▸ **Written problem**: Rewrite all of the data below, substituting "marker" for every occurrence of "keypoint" and leaving everything else unchanged.

▸ **Provided material**:
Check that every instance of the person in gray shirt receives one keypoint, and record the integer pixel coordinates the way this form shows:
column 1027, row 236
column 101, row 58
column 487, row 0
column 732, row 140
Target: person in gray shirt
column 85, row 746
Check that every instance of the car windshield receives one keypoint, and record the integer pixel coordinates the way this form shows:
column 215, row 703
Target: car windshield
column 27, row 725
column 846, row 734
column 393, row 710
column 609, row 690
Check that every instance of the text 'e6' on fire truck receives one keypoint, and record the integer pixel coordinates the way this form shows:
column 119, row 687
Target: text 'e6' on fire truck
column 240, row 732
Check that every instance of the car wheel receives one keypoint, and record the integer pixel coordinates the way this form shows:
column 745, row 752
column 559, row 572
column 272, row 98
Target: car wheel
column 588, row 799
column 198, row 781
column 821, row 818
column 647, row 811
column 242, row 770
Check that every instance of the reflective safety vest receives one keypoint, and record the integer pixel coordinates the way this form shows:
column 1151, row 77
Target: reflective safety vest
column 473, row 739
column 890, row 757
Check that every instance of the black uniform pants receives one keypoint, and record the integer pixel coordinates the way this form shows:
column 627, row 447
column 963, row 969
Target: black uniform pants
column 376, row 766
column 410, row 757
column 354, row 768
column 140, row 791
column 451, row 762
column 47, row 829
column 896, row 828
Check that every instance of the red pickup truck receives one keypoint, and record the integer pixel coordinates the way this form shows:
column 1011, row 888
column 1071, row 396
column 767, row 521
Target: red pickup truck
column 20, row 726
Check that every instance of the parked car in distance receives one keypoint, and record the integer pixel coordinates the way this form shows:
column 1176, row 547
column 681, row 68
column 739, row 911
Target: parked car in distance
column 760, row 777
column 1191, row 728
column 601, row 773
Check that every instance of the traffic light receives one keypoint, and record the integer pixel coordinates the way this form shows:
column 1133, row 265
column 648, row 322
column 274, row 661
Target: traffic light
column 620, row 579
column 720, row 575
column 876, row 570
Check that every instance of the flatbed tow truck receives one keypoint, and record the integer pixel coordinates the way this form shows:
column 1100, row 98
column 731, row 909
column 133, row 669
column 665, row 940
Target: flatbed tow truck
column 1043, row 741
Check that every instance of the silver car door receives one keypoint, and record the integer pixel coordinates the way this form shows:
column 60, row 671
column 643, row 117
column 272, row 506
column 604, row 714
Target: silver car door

▸ **Correct response**:
Check that every instance of the person in gray shirt receives one marker, and record the integer pixel coordinates the way this form shows:
column 1027, row 236
column 101, row 58
column 487, row 0
column 732, row 140
Target: person in gray shirt
column 85, row 746
Check that every instance of the car windshield receives one marker, and record the integer pixel coordinates the way this form shows:
column 215, row 703
Target: car windshield
column 27, row 725
column 846, row 734
column 393, row 710
column 609, row 690
Check that every instance of the text 'e6' on fire truck receives one marker, and record the integer pixel coordinates the way this form shows:
column 119, row 687
Target: text 'e6' on fire truck
column 240, row 732
Check that every instance of the car wheel receives one marker, and record the integer pixel coordinates the way this form shows:
column 745, row 752
column 559, row 572
column 272, row 98
Target: car wheel
column 588, row 799
column 198, row 781
column 821, row 818
column 647, row 811
column 242, row 770
Check that every instance of the reflective safety vest receives one marker, and record the integer pixel coordinates the way this form shows:
column 1151, row 77
Target: reflective safety vest
column 473, row 739
column 890, row 757
Check that every instance of the black uniform pants receives one marker, and record the integer pixel coordinates the way this form shows:
column 627, row 447
column 963, row 969
Target: black uniform pants
column 376, row 766
column 410, row 757
column 354, row 768
column 140, row 791
column 451, row 762
column 47, row 829
column 896, row 828
Check that every instance of the red pickup truck receives one marker, and record the integer pixel coordinates the way this form shows:
column 1011, row 888
column 1071, row 396
column 767, row 521
Target: red pickup truck
column 20, row 726
Check that every instance of the parked car in distance receives one marker, and record the integer pixel coordinates the way this form shows:
column 1176, row 547
column 681, row 68
column 739, row 911
Target: parked car in distance
column 760, row 777
column 1191, row 728
column 601, row 773
Check that every instance of the traffic light receives one marker, and record the integer pixel coordinates the way this form shows:
column 1133, row 265
column 648, row 322
column 274, row 661
Target: traffic light
column 620, row 579
column 720, row 575
column 876, row 570
Check that every instance of the flatbed tow truck receives one marker, and record the integer pixel coordinates the way this form shows:
column 1100, row 98
column 731, row 909
column 133, row 669
column 665, row 940
Target: flatbed tow truck
column 1043, row 741
Check that every instance of the silver car door receives one marker, and record the integer pixel coordinates the way this form shows:
column 60, row 671
column 643, row 117
column 272, row 506
column 604, row 714
Target: silver car door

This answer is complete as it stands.